— Selected excerpt —
------------------------------

The only way the van Laarhoven function could produce the result g b is if it has access to a function a -> b and a value of type a (which is exactly the content of Store). It can apply the function a -> g a to this value and fmap the function a -> b over it. Russell O’Connor showed the isomorphism between the two representations of the Store comonad.

This is all hunky-dory, but what’s the theory behind this equivalence? When is a data structure equivalent to a polymorphic function? I’ve seen this pattern in the Yoneda lemma (for a refresher, see my tutorial: Understanding Yoneda). In Haskell we usually see a slightly narrower application of Yoneda. It says that a certain set of polymorphic functions (natural transformations) is equivalent to a certain set of values in the image of the functor g:

forall t . (a -> t) -> g t
   ≈ g a

Here, (a -> t) is a function, which is mapped to g t — some functor g acting on type t. This mapping is defined once for all possible types t — it’s a natural transformation — hence forall t. All such natural transformations are equivalent to (parameterized by, isomomophic to) a type (set of values) g a. I use the symbol for type isomorphism.

------------------------------

— Dataset content —
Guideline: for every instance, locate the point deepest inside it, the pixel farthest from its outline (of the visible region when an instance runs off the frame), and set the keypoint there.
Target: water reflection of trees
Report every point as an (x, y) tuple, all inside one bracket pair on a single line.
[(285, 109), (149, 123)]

------------------------------

— Tasks to complete —
(A) Translate this sentence from the Yoneda excerpt into Spanish: "In Haskell we usually see a slightly narrower application of Yoneda."
(B) Continue the Yoneda excerpt from the point where it stops.

— Expected responses —
(A) En Haskell solemos ver una aplicación un poco más restringida de Yoneda.

(B)
There definitely is a pattern, but we have to look at the application of Yoneda not to Haskell types (the Hask category) but to Haskell functors.

Yoneda on Functors

We are in luck because functors form a category. Objects in the Functor Category are functors between some underlying categories, and morphisms are natural transformations between those functors.

Here’s the Yoneda construction in the Functor Category. Let’s fix one functor f and consider all natural transformations of f to an arbitrary functor g. These transformations form a set, which is an object in the Set Category. For each choice of g we get a different set. Let’s call this mapping from functors to sets a representation, rep. This mapping, the canonical Yoneda embedding, is actually a functor. I’ll call this a second order functor, since it takes a functor as its argument. Being a functor, its action on morphisms in the Functor Category is also well-defined — morphisms being natural transformations in this case.

Now let’s consider an arbitrary mapping from functors to sets, let’s call it eta and let’s assume that it’s also a 2nd order functor. We have now two such functors, rep and eta. The Yoneda lemma considers mappings between these 2nd order functors, but not just any mappings — natural transformations. Since those transformations map 2nd order functors, I’ll also call them 2nd order natural transformations (thick yellow arrow in the picture).

What does it mean for a transformation to be natural? Technically, it means that a certain diagram commutes (see my Yoneda tutorial), but the Haskell intuition is the following: A natural transformation must be polymorphic in its argument. It treats this argument generically, without considering its peculiarities. In our case the 2nd order natural transformation will be polymorphic in its functor argument g.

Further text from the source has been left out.